* DATA SHOWN *
⟨

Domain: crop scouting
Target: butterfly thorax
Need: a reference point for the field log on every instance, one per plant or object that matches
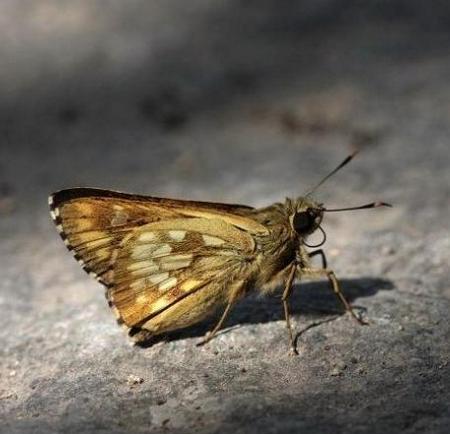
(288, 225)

⟩
⟨

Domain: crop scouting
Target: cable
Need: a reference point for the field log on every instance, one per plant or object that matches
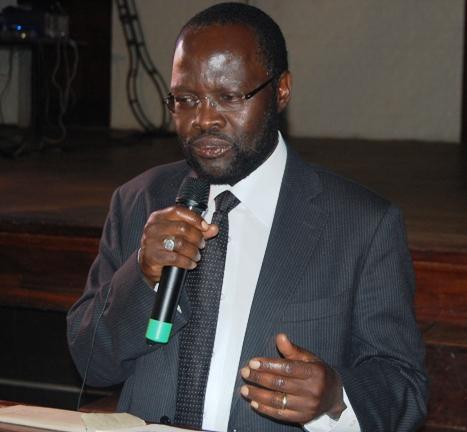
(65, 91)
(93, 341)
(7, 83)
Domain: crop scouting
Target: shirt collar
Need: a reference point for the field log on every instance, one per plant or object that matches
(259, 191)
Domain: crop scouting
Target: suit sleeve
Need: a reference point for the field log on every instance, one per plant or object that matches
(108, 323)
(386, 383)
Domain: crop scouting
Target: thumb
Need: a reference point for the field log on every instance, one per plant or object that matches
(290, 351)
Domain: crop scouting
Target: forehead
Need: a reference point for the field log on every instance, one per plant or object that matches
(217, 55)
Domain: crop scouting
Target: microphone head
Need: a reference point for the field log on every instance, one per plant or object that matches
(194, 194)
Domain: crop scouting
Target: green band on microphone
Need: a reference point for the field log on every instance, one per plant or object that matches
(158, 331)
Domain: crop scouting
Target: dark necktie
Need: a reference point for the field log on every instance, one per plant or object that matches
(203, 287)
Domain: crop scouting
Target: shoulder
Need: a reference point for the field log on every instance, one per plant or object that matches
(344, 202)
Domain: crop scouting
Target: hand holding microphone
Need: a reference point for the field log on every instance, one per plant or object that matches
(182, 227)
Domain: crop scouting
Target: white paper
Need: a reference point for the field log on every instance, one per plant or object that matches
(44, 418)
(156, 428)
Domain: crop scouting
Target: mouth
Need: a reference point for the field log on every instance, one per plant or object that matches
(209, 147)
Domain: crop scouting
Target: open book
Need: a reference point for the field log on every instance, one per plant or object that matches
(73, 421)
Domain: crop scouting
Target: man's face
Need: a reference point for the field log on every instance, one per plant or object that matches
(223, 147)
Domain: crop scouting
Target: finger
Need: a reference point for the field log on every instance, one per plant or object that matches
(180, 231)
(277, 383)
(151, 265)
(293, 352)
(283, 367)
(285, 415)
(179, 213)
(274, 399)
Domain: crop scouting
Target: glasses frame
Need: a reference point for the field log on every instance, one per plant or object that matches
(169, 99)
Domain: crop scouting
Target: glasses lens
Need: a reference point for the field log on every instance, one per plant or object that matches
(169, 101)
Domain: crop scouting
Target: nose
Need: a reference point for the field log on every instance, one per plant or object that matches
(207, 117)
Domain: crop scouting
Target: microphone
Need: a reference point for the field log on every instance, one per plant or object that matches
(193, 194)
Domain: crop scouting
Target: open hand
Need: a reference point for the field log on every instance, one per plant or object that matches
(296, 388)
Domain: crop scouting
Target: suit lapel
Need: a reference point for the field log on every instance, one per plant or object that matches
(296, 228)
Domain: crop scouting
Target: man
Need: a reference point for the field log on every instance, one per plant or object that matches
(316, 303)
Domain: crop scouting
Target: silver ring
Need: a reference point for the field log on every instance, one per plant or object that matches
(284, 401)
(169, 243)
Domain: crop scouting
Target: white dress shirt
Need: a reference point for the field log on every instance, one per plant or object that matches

⟩
⟨

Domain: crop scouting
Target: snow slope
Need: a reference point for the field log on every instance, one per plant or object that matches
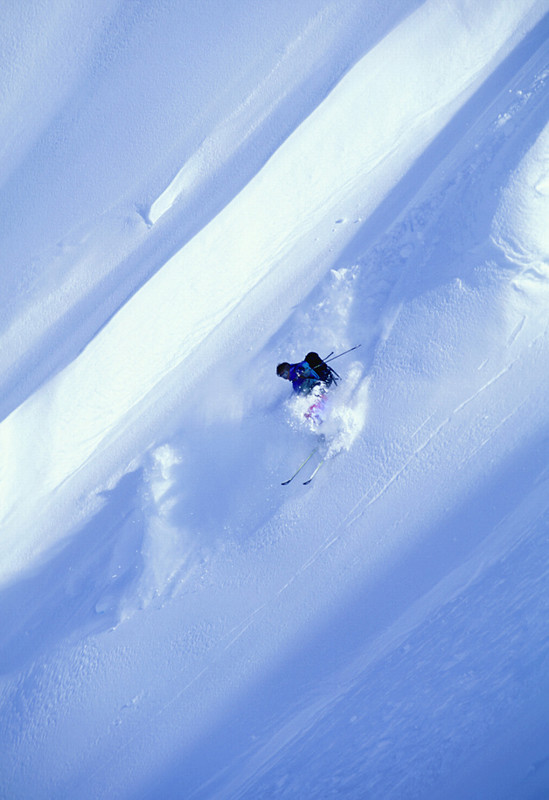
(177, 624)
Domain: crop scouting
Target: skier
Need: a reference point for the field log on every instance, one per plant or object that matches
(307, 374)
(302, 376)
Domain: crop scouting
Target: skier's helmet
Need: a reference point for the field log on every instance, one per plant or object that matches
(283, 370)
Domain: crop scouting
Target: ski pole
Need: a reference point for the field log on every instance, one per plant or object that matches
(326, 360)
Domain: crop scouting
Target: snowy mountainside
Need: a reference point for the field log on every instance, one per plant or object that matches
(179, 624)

⟩

* WHAT TO DO *
Find every line in the entries above that contains the word "microphone" and copy each one in full.

* ANSWER IN FULL *
Target: microphone head
Target: green band on microphone
Target: hand holding microphone
Target: microphone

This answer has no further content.